**** Selection

- Church: Catholic Church
- See: Titular See of Rusuccuru
- Appointed: January 5, 1968
- In office: March 14, 1968 - January 16, 1990

Orders
- Ordination: June 7, 1941 by James E. Kearney
- Consecration: March 14, 1968 by Luigi Raimondi

Personal details
- Born: October 28, 1914 Dansville, New York
- Died: October 6, 1999 (aged 84) Rochester, New York

= Dennis Walter Hickey =

American Catholic bishop (1914-1999)

Dennis Walter Hickey (October 28, 1914 – October 6, 1999) was a Bishop of the Catholic Church in the United States. He served as an auxiliary bishop of the Diocese of Rochester from 1968 to 1990.

==Biography==
Born in Dansville, New York, Dennis Hickey was ordained a priest for the Diocese of Rochester on June 7, 1941, by Bishop James E. Kearney.

********
**** Provided records

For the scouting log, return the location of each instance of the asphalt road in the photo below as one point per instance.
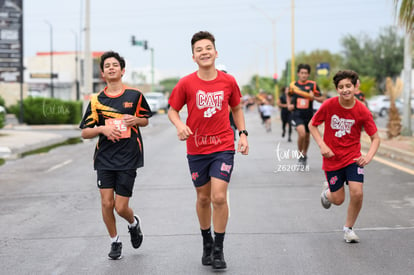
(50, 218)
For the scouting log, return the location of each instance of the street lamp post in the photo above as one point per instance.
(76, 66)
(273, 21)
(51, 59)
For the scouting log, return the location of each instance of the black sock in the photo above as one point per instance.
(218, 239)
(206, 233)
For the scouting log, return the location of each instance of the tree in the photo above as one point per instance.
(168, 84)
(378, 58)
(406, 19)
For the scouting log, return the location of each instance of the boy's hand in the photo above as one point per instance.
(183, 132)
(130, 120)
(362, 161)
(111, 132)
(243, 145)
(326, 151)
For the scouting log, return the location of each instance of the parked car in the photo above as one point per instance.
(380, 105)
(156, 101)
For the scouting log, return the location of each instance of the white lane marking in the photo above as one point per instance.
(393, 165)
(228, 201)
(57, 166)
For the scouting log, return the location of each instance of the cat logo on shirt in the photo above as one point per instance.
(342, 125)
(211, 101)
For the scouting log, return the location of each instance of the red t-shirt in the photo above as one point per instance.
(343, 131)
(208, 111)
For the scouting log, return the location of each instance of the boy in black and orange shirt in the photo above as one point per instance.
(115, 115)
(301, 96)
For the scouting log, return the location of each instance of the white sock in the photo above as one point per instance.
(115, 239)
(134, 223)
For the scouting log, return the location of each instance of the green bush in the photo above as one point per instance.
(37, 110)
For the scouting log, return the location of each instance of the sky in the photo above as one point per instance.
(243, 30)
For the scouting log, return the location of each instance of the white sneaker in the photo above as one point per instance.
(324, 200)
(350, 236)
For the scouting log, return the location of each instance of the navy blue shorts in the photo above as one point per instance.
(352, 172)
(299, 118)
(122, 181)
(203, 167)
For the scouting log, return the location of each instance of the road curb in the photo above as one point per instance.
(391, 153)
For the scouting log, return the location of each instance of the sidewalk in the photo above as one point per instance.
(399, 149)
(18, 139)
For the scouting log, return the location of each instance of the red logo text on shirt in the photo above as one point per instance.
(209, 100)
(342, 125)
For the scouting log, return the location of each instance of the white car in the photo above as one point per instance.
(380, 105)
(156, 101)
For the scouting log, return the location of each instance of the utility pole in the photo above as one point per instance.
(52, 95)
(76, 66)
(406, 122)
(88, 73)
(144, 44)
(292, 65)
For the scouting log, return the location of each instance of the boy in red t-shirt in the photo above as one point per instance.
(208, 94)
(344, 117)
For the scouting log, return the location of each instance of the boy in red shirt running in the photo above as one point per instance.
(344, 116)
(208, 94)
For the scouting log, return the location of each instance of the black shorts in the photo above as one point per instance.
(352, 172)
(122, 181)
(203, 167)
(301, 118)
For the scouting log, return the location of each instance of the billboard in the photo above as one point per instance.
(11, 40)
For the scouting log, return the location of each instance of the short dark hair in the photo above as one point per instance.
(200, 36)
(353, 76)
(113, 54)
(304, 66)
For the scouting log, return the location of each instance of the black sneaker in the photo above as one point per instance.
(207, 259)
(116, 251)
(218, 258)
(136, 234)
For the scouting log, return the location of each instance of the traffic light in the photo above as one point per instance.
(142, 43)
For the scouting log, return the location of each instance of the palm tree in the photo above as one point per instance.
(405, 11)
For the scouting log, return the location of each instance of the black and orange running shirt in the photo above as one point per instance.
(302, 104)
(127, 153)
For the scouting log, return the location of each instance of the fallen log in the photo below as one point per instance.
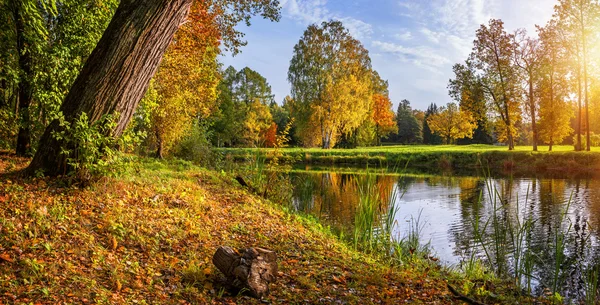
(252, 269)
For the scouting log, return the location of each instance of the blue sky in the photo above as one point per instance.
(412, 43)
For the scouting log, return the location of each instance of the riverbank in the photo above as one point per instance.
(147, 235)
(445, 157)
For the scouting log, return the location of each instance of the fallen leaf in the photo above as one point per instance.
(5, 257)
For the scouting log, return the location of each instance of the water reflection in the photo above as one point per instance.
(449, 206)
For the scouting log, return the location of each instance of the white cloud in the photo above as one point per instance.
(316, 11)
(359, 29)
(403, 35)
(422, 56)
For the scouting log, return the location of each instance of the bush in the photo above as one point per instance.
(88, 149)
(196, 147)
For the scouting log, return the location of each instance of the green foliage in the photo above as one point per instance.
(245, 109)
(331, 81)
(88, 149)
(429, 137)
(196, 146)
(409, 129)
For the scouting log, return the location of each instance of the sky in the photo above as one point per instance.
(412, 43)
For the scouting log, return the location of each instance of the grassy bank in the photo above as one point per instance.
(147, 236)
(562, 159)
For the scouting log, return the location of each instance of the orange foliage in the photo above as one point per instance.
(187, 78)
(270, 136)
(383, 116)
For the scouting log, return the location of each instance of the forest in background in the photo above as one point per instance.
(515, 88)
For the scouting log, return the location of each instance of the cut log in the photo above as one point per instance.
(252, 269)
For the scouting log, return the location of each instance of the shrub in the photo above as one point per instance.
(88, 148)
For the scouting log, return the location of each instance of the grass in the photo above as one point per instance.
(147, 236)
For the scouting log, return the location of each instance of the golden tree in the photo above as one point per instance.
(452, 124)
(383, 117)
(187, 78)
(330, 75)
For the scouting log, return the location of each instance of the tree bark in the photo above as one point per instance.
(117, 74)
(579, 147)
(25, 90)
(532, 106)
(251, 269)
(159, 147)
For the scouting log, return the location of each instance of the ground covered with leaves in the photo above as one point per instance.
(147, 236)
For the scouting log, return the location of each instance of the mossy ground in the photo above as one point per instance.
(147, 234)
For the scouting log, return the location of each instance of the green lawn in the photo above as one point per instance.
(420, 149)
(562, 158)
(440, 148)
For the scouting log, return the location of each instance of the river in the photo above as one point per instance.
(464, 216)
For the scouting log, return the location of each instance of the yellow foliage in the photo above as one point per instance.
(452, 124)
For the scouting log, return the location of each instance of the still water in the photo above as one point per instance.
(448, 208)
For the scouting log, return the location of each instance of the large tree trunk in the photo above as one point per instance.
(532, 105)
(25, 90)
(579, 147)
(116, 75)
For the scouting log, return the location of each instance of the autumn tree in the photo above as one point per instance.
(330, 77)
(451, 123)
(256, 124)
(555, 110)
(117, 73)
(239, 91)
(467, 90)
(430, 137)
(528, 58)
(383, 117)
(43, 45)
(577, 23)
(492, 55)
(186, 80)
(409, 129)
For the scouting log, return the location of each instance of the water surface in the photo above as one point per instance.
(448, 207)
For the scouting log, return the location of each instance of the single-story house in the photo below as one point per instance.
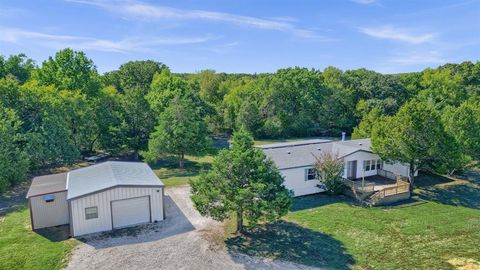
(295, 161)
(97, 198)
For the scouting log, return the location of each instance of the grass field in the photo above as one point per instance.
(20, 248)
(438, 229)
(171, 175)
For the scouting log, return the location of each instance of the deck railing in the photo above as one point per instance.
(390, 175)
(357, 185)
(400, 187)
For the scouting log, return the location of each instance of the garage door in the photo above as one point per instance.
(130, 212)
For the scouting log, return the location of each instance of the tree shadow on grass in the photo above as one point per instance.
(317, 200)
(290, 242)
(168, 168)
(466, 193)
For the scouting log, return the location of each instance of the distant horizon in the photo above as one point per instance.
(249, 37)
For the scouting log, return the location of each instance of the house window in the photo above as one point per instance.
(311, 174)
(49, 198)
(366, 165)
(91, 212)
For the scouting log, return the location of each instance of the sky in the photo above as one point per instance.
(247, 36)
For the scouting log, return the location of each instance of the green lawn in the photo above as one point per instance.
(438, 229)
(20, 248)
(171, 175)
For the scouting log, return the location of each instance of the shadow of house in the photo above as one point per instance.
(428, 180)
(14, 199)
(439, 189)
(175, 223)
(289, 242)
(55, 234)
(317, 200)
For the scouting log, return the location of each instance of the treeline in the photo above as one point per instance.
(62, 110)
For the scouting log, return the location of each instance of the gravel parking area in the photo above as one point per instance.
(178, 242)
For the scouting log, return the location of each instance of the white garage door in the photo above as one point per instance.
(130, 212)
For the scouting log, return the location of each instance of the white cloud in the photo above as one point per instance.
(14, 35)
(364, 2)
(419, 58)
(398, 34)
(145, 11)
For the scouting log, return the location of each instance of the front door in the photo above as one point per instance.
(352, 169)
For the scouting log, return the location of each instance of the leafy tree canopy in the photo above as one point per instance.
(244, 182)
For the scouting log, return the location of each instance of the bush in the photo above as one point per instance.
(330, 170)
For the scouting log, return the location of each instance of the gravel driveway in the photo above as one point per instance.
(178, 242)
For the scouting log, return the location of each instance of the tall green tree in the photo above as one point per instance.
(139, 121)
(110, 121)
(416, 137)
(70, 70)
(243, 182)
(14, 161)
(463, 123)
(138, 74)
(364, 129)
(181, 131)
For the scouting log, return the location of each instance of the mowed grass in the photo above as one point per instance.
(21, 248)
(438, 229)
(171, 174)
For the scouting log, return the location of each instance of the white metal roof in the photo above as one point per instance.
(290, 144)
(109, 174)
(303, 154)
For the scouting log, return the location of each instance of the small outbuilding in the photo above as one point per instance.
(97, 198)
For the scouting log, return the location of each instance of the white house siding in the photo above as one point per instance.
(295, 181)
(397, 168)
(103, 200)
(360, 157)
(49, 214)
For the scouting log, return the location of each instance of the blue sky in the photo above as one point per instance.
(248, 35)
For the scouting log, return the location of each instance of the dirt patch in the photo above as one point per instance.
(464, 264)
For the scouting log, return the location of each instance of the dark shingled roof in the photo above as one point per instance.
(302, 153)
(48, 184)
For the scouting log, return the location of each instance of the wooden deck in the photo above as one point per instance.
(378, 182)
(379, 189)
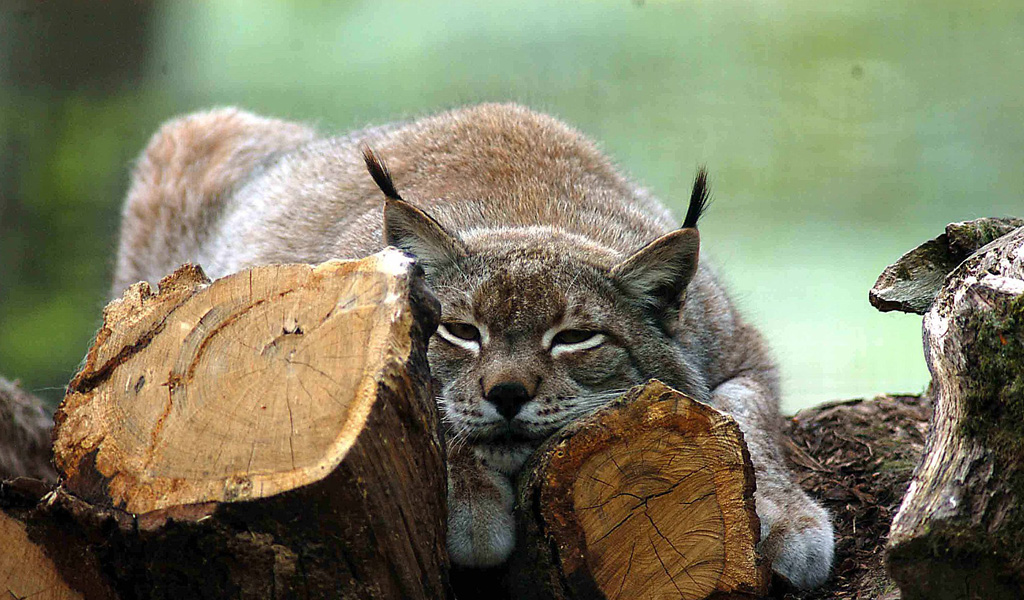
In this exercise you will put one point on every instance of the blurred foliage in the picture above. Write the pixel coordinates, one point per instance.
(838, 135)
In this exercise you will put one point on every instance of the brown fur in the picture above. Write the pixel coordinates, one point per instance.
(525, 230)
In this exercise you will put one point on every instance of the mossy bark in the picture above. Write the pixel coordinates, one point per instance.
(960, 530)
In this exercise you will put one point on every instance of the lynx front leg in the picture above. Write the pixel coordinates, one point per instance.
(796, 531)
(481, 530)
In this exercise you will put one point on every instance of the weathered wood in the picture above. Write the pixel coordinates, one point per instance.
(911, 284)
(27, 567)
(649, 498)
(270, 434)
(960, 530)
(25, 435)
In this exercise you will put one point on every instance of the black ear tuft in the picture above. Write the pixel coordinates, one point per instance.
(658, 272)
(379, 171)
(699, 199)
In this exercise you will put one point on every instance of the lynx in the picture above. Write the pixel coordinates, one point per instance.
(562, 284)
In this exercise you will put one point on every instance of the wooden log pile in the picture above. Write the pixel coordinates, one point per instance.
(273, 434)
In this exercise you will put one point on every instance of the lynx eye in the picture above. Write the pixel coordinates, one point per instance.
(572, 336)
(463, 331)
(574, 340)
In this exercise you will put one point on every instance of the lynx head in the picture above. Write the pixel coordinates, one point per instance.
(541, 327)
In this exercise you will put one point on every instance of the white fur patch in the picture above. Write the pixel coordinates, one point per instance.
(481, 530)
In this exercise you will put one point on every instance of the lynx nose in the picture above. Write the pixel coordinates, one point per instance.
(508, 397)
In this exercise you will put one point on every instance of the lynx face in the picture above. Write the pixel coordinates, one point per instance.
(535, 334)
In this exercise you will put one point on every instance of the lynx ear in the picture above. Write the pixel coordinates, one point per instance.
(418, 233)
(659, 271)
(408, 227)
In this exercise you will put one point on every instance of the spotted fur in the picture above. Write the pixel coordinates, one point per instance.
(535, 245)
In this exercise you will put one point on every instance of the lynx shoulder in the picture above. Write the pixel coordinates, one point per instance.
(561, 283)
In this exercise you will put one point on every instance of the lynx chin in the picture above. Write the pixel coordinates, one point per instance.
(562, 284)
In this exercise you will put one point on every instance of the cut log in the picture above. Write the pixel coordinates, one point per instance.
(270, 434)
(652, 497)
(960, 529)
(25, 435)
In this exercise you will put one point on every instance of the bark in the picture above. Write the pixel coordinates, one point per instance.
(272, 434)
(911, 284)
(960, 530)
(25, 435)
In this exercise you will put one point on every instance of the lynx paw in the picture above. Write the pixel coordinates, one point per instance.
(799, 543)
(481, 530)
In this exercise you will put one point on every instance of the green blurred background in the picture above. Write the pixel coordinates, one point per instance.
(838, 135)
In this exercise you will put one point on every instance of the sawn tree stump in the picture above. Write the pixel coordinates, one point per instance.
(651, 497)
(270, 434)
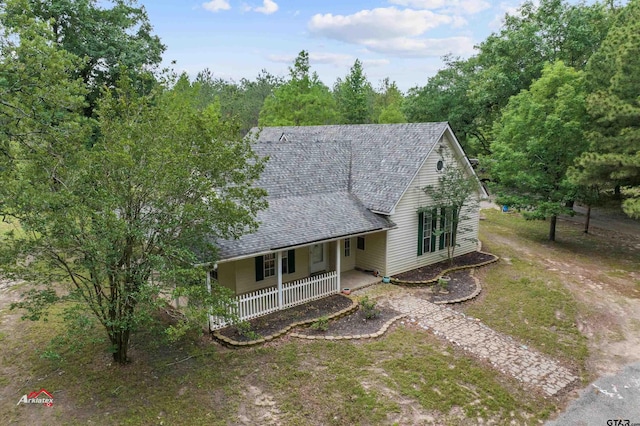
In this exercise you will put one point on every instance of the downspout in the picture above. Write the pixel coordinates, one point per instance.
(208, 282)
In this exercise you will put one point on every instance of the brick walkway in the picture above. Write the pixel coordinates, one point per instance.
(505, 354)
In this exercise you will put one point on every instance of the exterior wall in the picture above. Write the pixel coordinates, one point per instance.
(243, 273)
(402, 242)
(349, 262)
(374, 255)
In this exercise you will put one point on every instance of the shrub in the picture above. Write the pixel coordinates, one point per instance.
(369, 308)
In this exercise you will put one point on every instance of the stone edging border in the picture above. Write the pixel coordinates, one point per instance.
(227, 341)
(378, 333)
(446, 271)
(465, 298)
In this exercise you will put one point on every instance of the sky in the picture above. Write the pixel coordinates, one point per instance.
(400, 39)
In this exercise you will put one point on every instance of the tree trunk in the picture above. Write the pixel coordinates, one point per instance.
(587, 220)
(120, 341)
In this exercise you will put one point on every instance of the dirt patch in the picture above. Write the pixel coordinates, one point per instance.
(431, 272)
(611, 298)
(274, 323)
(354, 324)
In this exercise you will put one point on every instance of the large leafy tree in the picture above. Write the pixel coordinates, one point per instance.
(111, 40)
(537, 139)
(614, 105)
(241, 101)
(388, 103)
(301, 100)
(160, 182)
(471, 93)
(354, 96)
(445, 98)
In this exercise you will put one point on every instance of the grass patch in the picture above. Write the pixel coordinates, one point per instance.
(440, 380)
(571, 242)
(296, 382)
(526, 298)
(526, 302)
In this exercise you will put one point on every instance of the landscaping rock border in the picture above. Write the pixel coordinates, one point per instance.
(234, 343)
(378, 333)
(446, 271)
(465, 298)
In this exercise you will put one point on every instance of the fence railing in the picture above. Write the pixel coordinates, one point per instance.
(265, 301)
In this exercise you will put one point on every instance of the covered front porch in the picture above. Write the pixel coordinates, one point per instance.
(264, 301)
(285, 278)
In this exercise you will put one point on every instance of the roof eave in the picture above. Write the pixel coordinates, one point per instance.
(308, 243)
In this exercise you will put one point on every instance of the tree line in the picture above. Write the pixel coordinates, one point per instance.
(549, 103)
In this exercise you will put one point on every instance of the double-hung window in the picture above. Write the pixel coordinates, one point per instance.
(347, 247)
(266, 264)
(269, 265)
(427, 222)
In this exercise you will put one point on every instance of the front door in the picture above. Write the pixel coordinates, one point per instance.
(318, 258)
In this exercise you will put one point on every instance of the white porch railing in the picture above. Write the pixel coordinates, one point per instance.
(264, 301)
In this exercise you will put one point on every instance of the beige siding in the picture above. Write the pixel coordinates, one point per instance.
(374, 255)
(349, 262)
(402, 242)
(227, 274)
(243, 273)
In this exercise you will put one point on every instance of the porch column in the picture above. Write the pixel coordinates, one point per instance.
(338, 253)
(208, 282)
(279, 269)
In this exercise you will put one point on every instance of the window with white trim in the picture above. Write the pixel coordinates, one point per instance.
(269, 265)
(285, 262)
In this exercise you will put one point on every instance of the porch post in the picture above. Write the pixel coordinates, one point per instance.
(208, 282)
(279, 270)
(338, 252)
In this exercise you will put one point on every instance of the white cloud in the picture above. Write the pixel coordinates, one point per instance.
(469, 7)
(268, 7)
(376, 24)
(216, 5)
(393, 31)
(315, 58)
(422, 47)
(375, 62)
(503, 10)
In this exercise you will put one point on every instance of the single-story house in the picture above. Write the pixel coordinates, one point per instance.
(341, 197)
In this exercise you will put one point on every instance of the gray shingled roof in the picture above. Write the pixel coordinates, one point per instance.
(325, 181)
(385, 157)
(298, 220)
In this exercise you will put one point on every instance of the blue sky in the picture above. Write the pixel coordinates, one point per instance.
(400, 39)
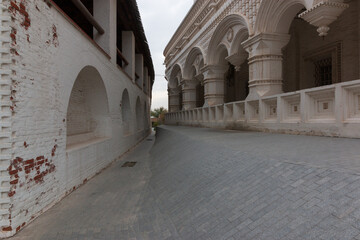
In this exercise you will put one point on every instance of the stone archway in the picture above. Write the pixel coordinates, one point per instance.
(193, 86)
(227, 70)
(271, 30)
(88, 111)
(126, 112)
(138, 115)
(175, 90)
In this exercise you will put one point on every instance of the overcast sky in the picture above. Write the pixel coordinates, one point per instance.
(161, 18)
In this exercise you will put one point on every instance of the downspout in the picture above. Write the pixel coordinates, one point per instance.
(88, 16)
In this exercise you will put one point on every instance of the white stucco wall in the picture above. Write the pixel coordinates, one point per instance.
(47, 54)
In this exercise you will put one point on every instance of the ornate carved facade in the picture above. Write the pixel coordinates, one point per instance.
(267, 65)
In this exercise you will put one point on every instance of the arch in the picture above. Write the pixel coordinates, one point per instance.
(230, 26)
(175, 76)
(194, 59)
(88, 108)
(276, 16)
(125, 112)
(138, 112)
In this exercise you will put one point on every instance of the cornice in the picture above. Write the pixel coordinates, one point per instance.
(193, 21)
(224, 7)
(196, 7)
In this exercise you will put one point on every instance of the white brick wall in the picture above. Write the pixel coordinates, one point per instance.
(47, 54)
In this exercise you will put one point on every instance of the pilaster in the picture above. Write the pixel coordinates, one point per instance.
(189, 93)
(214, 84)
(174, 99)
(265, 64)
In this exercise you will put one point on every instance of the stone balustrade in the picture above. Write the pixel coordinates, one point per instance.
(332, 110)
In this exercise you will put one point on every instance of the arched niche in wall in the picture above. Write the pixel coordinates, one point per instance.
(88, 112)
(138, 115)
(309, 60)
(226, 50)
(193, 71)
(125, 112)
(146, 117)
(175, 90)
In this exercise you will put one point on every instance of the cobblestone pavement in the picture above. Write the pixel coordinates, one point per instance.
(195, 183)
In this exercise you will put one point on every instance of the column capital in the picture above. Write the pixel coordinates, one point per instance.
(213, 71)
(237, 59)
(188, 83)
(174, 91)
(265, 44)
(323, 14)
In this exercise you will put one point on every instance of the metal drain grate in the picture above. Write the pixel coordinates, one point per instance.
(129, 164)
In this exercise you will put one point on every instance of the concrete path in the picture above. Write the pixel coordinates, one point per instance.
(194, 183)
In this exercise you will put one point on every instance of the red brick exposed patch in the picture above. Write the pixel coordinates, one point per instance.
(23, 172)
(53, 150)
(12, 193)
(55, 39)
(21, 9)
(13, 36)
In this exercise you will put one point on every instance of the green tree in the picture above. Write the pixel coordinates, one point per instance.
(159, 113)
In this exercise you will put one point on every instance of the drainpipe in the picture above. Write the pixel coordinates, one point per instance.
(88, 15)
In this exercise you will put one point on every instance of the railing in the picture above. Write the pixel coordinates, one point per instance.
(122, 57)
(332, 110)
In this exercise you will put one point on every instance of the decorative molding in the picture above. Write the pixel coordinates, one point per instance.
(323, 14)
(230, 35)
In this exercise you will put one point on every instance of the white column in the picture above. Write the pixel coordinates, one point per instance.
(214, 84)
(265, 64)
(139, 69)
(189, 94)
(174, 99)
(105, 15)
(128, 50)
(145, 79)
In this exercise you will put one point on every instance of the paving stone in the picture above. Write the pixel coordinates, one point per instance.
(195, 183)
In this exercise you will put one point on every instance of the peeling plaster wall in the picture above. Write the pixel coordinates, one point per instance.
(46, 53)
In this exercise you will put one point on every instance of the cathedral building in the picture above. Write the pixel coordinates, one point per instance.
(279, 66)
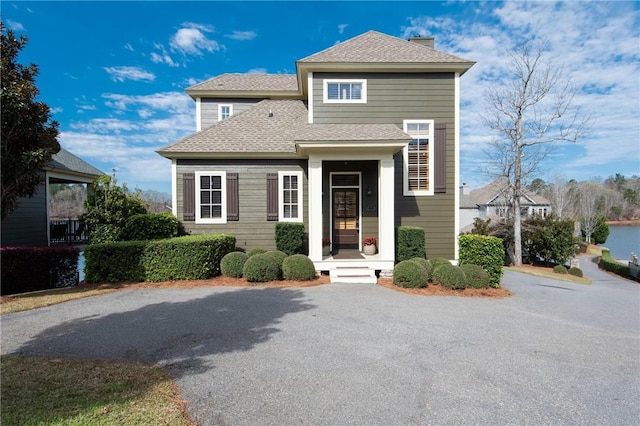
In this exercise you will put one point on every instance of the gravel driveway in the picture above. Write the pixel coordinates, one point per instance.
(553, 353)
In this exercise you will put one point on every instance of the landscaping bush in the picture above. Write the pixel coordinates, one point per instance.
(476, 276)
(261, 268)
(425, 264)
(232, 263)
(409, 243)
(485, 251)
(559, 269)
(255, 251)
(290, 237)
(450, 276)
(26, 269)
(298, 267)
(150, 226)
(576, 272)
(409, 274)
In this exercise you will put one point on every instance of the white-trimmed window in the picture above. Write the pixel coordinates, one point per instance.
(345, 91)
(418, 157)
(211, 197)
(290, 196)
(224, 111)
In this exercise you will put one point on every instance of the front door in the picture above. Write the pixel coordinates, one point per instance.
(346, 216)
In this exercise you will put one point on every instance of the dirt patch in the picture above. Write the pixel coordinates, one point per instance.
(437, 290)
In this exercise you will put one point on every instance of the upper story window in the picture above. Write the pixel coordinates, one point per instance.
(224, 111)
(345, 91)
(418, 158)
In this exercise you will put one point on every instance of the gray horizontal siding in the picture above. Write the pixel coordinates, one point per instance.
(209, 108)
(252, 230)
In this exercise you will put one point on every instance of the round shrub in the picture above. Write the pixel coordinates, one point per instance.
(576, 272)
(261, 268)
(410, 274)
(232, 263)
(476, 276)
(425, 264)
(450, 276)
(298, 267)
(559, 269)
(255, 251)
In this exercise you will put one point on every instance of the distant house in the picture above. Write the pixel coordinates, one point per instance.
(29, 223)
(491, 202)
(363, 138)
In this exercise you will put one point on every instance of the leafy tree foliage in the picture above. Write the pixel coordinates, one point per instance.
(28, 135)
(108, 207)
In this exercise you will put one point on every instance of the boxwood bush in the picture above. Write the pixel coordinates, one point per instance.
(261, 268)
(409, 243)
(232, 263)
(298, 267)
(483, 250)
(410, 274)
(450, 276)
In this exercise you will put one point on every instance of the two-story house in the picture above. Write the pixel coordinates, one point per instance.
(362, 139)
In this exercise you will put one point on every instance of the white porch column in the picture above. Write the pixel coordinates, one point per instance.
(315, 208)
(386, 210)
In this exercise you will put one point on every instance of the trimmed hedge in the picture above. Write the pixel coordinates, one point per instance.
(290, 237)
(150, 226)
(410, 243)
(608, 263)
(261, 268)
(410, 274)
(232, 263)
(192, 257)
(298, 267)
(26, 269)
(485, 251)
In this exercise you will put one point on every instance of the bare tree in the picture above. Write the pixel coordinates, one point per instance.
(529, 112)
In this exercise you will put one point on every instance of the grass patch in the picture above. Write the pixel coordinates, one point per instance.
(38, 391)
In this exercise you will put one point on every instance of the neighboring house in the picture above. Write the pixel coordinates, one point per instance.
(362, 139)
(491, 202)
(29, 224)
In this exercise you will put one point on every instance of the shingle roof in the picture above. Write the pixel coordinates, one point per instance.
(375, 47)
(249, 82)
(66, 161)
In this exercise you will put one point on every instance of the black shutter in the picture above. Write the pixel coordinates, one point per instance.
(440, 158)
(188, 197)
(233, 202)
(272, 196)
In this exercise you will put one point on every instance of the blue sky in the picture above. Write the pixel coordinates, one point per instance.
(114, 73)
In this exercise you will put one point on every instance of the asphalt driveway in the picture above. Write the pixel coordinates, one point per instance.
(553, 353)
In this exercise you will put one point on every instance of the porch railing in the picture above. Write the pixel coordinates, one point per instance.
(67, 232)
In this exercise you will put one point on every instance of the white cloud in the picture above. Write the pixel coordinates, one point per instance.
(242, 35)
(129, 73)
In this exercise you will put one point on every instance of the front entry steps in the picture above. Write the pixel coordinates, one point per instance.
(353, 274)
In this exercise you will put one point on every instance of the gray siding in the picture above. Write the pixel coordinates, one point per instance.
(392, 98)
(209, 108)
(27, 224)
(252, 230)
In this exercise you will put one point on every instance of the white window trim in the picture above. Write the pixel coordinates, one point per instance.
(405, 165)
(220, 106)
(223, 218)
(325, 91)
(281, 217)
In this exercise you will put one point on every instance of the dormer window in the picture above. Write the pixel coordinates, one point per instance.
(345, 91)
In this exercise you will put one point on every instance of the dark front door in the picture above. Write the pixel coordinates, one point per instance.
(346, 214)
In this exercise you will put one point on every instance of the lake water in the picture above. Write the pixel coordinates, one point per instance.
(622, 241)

********

__Task list__
a - Reproduce the bishop's biography from "Personal details" down to "James E. Kearney.".
b - Which lines of the records contain the string "deck"? Report each such line, treating case as significant.

__Responses to the tasks__
a -
Personal details
- Born: October 28, 1914 Dansville, New York
- Died: October 6, 1999 (aged 84) Rochester, New York

= Dennis Walter Hickey =

American Catholic bishop (1914-1999)

Dennis Walter Hickey (October 28, 1914 – October 6, 1999) was a Bishop of the Catholic Church in the United States. He served as an auxiliary bishop of the Diocese of Rochester from 1968 to 1990.

==Biography==
Born in Dansville, New York, Dennis Hickey was ordained a priest for the Diocese of Rochester on June 7, 1941, by Bishop James E. Kearney.

b -
For the scouting log, return the location of each instance of the deck railing in the photo above as one point per instance.
For the scouting log, return the location of each instance of the wooden deck in the photo above as one point per instance.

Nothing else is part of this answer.